La chronique du Tocard. Police
Messaouda Dendoune n'avait pas compris le sang qui coulait le long de mon pif et elle m'avait demandé des explications en profondeur. Déjà qu'elle était en état maximum de stress depuis qu'elle avait appris mon placement en garde à vue, il y a cinq heures de cela, dans ce comico parisien. L'inspecteur avait appelé à son domicile pour lui signifier la mauvaise nouvelle et elle avait pris le train d'emblée toute seule jusqu'à la Gare du Nord avant que des badauds ne viennent en aide à son illettrisme et la redirigent vers le bon métro. Maman s'était pointée au commissariat, épuisée par un tel voyage.
Pour pas l'inquiéter davantage, j'avais décidé de lui mentir sur toute la ligne, en lui disant que je saignais à cause de la fatigue. Je n'avais pas voulu lui parler de cette énième agression policière. A quoi bon de toute manière ? Demander des comptes à la police des polices ? Les flics ont toujours eu carte blanche pour taper sur du basané.

**ENTRÉES:**
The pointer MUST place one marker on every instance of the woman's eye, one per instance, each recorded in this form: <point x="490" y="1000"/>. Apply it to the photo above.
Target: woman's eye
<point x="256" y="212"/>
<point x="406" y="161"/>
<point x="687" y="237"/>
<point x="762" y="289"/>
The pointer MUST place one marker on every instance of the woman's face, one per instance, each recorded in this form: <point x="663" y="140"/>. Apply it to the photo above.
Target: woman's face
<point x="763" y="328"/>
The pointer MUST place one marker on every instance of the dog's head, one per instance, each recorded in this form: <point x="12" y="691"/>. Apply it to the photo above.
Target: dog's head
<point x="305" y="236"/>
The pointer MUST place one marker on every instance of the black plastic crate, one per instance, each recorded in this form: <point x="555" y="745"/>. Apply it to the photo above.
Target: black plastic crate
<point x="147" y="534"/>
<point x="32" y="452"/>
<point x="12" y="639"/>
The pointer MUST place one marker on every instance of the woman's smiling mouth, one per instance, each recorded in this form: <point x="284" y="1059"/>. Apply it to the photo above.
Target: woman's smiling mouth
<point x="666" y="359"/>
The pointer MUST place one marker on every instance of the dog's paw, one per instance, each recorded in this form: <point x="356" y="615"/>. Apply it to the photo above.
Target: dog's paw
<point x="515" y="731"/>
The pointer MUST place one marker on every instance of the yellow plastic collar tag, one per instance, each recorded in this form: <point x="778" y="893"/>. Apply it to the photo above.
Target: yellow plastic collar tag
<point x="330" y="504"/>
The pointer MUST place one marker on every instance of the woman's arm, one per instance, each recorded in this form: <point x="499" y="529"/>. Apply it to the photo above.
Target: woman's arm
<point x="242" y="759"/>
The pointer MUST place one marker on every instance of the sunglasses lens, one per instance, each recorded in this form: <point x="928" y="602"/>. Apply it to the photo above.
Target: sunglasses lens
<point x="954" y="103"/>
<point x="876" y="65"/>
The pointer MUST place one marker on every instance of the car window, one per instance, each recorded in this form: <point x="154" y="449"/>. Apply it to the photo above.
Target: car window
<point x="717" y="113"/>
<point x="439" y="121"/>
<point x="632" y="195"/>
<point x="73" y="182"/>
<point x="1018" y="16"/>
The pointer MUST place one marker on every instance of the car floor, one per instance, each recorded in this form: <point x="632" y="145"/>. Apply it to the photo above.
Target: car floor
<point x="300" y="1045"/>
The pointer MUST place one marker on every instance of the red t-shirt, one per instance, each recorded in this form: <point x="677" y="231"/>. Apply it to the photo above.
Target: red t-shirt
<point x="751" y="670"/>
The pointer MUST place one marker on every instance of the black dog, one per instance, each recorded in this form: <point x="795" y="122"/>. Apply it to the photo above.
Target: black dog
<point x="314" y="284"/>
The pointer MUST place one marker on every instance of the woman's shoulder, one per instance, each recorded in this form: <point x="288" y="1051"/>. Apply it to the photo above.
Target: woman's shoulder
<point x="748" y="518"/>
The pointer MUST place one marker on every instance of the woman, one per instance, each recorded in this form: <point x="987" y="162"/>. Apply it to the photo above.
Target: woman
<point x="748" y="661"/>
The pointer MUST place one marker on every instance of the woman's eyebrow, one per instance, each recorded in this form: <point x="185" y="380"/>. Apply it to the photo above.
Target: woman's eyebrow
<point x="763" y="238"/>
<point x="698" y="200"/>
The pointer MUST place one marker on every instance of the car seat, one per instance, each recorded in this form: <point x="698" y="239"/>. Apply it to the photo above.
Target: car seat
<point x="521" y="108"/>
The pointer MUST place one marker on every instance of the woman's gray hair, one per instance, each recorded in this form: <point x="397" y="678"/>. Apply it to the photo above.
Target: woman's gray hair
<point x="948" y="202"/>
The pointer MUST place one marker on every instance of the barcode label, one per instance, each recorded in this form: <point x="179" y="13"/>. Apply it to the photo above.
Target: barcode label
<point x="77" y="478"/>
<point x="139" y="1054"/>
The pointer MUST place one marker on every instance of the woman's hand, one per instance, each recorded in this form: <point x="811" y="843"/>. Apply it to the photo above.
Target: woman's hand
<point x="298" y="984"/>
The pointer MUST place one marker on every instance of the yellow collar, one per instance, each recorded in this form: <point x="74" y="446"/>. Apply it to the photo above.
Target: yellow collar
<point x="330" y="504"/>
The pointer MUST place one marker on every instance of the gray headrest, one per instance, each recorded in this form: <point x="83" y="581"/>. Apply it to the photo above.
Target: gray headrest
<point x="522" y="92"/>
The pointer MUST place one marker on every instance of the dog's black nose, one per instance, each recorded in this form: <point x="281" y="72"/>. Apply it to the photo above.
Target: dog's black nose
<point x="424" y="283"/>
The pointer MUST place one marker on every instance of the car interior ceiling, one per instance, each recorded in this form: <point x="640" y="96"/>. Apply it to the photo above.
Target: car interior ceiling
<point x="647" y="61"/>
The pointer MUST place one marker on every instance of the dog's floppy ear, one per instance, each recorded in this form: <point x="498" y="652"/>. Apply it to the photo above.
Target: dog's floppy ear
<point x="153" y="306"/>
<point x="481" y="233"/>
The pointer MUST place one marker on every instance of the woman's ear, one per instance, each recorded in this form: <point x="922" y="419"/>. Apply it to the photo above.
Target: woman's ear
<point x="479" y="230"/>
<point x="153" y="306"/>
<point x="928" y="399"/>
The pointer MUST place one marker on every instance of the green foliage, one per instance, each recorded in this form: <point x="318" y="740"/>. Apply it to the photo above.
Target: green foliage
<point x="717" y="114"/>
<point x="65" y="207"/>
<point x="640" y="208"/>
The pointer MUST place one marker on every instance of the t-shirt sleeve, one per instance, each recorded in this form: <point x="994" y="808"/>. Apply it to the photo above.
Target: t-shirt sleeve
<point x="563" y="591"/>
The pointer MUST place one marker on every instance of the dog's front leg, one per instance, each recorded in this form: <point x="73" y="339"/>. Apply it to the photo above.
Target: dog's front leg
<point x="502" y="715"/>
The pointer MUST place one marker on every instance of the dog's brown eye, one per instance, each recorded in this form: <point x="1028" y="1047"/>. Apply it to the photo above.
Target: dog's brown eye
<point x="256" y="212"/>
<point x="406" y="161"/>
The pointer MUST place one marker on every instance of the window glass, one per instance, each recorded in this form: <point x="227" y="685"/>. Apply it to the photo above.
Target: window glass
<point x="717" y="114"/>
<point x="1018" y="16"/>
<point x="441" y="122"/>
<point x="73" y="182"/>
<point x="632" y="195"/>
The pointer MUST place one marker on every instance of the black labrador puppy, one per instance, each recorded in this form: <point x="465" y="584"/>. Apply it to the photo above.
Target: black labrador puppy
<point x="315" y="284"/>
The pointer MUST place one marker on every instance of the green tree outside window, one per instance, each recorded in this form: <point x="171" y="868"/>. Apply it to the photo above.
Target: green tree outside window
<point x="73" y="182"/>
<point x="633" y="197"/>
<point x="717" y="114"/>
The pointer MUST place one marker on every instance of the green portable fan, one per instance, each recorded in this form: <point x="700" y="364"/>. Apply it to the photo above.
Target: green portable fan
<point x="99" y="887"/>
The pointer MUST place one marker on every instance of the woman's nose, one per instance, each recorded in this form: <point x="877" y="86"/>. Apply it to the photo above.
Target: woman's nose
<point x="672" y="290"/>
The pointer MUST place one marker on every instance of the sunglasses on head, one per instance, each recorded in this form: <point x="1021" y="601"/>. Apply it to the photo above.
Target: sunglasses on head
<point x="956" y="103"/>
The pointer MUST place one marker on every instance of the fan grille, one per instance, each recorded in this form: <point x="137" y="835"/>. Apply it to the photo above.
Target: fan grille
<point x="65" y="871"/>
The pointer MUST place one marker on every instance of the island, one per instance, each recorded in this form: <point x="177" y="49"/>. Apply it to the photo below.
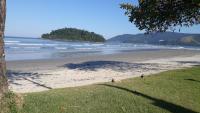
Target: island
<point x="73" y="34"/>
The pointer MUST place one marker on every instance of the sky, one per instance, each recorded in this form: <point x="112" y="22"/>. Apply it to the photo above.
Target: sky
<point x="32" y="18"/>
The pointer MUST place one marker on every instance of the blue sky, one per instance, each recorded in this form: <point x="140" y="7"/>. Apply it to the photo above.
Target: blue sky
<point x="31" y="18"/>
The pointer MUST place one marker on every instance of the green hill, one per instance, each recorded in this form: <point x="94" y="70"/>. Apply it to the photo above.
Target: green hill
<point x="73" y="34"/>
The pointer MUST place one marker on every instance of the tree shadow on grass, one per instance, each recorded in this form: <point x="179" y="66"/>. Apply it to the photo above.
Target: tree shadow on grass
<point x="114" y="65"/>
<point x="193" y="80"/>
<point x="173" y="108"/>
<point x="29" y="76"/>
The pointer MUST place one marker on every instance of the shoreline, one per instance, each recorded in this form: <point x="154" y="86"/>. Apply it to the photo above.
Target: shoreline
<point x="40" y="75"/>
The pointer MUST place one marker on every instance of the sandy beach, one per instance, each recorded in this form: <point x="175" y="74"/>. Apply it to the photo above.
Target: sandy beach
<point x="40" y="75"/>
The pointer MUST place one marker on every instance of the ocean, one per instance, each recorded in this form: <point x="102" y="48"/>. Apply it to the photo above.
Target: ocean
<point x="24" y="48"/>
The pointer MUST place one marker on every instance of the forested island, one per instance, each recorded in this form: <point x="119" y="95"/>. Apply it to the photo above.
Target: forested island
<point x="73" y="34"/>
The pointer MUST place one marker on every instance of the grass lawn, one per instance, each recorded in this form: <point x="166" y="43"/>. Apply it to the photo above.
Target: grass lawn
<point x="175" y="91"/>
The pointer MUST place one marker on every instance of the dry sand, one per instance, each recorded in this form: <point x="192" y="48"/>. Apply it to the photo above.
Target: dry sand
<point x="41" y="75"/>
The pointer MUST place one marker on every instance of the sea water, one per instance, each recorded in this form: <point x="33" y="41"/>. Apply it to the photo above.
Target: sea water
<point x="24" y="48"/>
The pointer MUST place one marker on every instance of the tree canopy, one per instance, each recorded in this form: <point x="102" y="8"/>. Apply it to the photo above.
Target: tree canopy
<point x="161" y="15"/>
<point x="74" y="34"/>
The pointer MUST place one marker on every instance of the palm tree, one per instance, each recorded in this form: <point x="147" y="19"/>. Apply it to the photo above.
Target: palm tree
<point x="3" y="79"/>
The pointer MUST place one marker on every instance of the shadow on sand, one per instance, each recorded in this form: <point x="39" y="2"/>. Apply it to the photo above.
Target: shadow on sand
<point x="157" y="102"/>
<point x="16" y="75"/>
<point x="114" y="65"/>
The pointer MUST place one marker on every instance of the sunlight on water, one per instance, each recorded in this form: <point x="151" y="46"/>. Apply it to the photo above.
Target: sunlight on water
<point x="18" y="48"/>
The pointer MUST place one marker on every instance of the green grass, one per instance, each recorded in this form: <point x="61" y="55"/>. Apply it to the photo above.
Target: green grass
<point x="175" y="91"/>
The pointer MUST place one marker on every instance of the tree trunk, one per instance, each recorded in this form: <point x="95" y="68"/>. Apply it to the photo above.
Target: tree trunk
<point x="3" y="78"/>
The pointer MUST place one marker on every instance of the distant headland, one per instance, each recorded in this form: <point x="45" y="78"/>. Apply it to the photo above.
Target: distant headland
<point x="73" y="34"/>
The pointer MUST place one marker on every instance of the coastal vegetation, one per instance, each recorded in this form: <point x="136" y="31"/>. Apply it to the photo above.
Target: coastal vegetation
<point x="162" y="15"/>
<point x="73" y="34"/>
<point x="174" y="91"/>
<point x="165" y="38"/>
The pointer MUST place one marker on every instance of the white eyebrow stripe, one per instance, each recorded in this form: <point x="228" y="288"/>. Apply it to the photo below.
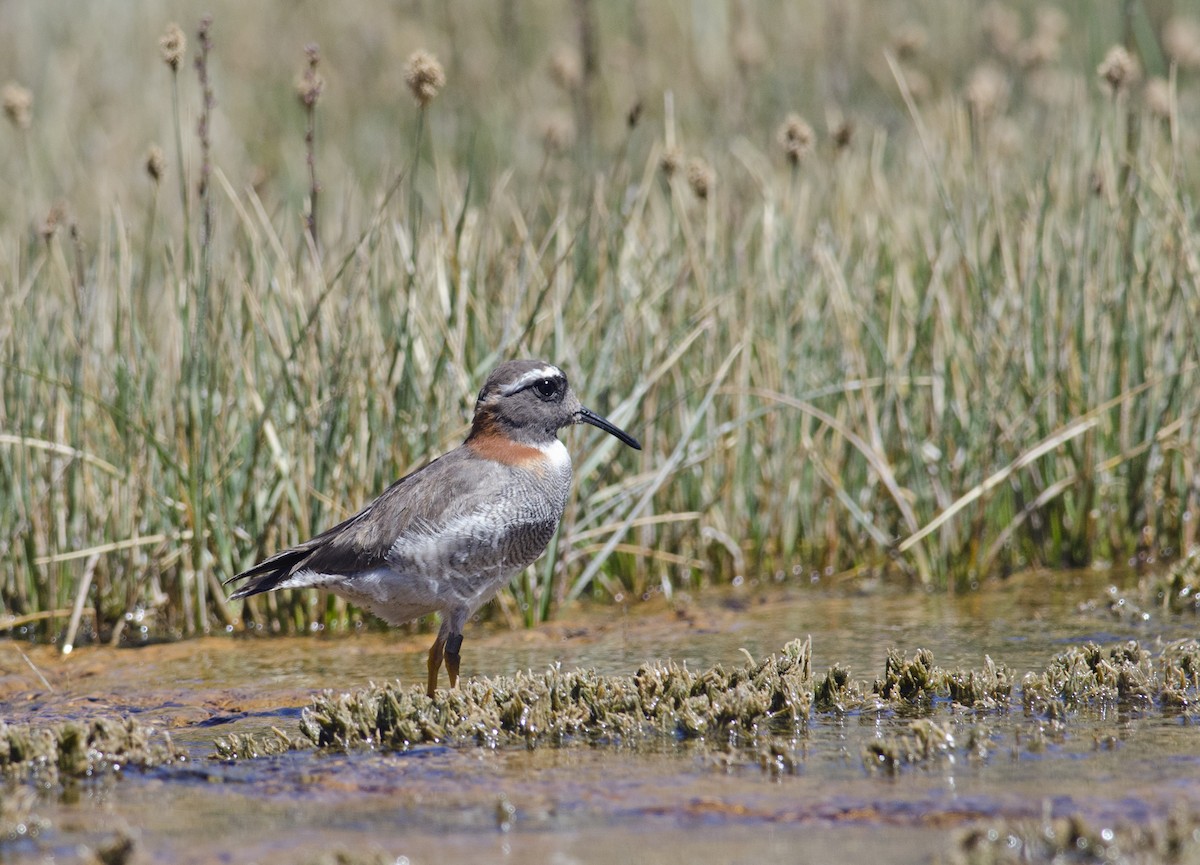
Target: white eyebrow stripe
<point x="531" y="377"/>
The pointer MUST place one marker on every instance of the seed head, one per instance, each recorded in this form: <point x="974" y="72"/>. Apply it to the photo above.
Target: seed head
<point x="1158" y="97"/>
<point x="988" y="90"/>
<point x="1119" y="70"/>
<point x="1181" y="40"/>
<point x="173" y="46"/>
<point x="424" y="76"/>
<point x="156" y="162"/>
<point x="54" y="217"/>
<point x="18" y="106"/>
<point x="700" y="178"/>
<point x="796" y="138"/>
<point x="565" y="68"/>
<point x="310" y="84"/>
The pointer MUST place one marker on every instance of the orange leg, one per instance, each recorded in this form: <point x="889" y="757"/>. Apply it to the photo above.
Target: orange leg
<point x="436" y="654"/>
<point x="454" y="644"/>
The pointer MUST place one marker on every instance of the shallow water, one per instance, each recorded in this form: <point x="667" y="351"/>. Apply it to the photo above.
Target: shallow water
<point x="661" y="804"/>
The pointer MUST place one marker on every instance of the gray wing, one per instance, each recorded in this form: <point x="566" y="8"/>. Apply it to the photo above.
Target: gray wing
<point x="363" y="541"/>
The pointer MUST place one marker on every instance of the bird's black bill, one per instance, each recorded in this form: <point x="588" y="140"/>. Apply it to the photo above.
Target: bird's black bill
<point x="589" y="416"/>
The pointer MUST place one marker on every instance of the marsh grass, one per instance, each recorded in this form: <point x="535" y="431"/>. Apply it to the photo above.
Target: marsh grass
<point x="954" y="340"/>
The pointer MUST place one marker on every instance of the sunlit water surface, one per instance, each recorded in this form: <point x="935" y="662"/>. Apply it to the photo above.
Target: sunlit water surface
<point x="661" y="804"/>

**LE PROBLÈME:**
Réécrivez plus brièvement, s'il vous plaît, le paragraphe de l'extrait qui commence par « Pour pas l'inquiéter davantage », en conservant ses faits principaux. Les lignes proviennent d'une autre source.

**RÉSULTAT:**
Pour ne pas inquiéter davantage ma mère, je lui ai menti sur toute la ligne en attribuant mon saignement à la fatigue, et je lui ai caché cette énième agression policière. À quoi bon saisir la police des polices, puisque les flics ont toujours eu carte blanche pour taper sur du basané ?